Kenya Power has posted a profit before tax of KShs.332 million following a lost before tax of Shs.7 billion for the year ended June 2020.
The full year performance was largely impacted by the effects of the COVID-19 on the operating environment and a one off increase in impairment for inventories amounting to Shs.3.65 billion following a business decision to take a more prudent approach in accounting estimation for slow moving and obsolete stock.
Due to the pandemic, electricity sales remained largely unchanged at 8,171 GWh for the period under review compared to 8,174 GWh the previous year while total revenue grew marginally from Kshs.133,141 million to Kshs.133,258 million, representing a 0.09% increase.
During the period, the Company also incurred unrealised foreign exchange losses of KShs.3.53 billion resulting from depreciation of the shilling against the world’s major currencies.
On the other hand, the half-year trading results for the company registered significant improvement compared to the full year posting a profit before tax of Kshs.332 million.

···

| Work task A |
List every monetary amount in the Kenya Power report that is stated in billions.
| Work task B |
Based on the Kenya Power report, say whether each statement agrees with it (yes or no), and quote the words that decide it. (i) Electricity sales rose substantially over the period under review. (ii) The unrealised foreign exchange losses came from the shilling's depreciation. (iii) The increase in impairment for inventories is described as a recurring charge.
| Work task C |
Reproduce word for word the part of the Kenya Power report that opens with the words containing "Kenya Power has" and closes with "a 0.09% increase.".

···

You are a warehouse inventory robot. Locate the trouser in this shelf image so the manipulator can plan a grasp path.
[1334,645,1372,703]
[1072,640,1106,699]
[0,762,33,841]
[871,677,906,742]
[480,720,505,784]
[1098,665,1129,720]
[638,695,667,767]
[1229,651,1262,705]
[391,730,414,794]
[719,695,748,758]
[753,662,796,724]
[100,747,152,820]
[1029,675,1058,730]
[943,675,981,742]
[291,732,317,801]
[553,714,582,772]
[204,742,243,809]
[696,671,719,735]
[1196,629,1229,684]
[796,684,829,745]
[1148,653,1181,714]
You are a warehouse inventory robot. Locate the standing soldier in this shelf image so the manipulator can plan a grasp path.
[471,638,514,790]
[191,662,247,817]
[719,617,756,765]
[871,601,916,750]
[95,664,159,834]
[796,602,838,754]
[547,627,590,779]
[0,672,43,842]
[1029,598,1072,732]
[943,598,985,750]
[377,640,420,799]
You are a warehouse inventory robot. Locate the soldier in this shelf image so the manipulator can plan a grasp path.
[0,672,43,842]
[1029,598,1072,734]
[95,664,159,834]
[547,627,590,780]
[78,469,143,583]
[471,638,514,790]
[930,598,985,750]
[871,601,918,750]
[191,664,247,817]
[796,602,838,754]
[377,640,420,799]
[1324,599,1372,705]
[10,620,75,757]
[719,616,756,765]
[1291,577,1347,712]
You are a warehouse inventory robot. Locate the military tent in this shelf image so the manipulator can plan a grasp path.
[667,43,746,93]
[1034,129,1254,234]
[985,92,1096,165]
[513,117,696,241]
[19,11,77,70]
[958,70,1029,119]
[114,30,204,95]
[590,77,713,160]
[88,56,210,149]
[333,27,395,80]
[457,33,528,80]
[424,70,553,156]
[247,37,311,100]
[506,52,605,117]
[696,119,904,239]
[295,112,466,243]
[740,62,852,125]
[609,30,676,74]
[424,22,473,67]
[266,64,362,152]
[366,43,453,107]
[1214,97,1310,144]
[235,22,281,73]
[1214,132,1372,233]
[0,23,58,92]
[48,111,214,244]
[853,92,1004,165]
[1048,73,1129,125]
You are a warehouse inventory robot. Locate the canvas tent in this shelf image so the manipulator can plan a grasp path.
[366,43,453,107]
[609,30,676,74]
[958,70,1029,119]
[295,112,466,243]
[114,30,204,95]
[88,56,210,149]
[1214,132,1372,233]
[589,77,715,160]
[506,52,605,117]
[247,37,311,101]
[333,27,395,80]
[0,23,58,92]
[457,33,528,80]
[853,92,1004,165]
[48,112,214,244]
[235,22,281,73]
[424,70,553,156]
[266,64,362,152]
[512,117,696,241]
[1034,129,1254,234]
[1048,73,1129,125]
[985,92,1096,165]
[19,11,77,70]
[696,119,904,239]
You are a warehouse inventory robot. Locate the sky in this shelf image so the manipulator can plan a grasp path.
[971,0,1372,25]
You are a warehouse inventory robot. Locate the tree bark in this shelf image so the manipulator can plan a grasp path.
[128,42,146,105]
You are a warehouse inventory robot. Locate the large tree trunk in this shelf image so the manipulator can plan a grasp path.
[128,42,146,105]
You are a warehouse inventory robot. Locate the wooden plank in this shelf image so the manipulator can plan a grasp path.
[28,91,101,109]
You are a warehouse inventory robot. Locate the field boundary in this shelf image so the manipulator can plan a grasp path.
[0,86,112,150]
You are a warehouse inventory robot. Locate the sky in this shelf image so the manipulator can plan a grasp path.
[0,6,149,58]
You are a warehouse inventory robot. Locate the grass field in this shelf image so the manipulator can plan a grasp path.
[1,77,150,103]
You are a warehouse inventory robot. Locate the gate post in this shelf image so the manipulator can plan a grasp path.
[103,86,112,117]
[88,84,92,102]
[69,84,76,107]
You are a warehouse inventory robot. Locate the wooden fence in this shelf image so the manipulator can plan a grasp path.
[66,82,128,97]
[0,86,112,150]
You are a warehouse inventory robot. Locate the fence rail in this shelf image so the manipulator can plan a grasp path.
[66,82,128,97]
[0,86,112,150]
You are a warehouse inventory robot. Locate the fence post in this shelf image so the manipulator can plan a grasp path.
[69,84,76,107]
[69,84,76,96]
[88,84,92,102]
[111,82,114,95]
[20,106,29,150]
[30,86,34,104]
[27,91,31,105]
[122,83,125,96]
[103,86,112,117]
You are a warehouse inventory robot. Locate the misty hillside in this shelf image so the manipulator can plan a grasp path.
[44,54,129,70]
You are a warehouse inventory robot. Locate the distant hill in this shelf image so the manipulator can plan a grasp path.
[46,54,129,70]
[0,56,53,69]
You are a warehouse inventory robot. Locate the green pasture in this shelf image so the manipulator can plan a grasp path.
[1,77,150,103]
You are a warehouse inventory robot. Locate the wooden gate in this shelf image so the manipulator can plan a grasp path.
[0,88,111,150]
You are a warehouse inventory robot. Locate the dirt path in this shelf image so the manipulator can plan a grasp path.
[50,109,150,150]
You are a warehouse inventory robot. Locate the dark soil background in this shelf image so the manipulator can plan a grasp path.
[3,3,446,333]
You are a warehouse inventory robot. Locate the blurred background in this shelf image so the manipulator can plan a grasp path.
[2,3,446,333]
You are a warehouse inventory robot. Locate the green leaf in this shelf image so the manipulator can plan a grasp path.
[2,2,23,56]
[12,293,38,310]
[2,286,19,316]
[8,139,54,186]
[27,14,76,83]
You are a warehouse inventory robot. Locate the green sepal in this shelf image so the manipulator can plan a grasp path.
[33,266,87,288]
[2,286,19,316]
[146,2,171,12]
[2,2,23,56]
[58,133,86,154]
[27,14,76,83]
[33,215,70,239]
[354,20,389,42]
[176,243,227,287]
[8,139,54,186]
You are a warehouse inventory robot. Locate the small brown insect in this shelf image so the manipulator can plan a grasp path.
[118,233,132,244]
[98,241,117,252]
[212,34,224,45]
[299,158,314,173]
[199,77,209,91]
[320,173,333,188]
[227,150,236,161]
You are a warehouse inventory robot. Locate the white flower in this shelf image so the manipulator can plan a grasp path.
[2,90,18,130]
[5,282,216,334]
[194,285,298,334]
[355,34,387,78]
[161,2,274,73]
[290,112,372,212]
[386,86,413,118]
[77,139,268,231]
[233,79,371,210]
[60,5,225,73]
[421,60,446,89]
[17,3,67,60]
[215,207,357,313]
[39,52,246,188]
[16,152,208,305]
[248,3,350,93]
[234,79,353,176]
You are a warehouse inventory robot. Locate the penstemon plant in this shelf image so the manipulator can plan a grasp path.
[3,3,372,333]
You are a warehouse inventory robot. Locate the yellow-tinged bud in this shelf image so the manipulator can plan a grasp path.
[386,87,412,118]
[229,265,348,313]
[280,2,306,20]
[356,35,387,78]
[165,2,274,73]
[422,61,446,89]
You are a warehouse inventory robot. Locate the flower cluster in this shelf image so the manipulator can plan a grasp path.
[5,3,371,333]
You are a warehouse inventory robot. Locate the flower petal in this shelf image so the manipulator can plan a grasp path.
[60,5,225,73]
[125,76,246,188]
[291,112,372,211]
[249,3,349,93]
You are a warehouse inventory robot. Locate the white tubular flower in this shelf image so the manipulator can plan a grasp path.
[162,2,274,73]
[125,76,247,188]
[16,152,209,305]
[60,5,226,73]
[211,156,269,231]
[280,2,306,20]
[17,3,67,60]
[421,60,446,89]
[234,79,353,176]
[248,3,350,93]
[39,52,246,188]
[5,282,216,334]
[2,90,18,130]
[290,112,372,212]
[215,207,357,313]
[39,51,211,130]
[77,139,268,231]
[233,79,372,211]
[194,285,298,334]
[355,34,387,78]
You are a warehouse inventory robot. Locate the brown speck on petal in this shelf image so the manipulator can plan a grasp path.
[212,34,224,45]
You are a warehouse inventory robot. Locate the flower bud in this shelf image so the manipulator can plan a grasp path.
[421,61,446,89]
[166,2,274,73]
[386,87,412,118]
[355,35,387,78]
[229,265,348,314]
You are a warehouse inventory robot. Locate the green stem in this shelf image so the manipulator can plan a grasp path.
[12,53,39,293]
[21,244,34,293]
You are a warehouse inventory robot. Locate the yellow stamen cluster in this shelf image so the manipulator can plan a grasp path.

···

| Reply A |
Shs.7 billion
Shs.3.65 billion
KShs.3.53 billion

| Reply B |
(i) No: "electricity sales remained largely unchanged at 8,171 GWh for the period under review"
(ii) Yes: "resulting from depreciation of the shilling against the world’s major currencies"
(iii) No: "a one off increase in impairment for inventories"

| Reply C |
Kenya Power has posted a profit before tax of KShs.332 million following a lost before tax of Shs.7 billion for the year ended June 2020.
The full year performance was largely impacted by the effects of the COVID-19 on the operating environment and a one off increase in impairment for inventories amounting to Shs.3.65 billion following a business decision to take a more prudent approach in accounting estimation for slow moving and obsolete stock.
Due to the pandemic, electricity sales remained largely unchanged at 8,171 GWh for the period under review compared to 8,174 GWh the previous year while total revenue grew marginally from Kshs.133,141 million to Kshs.133,258 million, representing a 0.09% increase.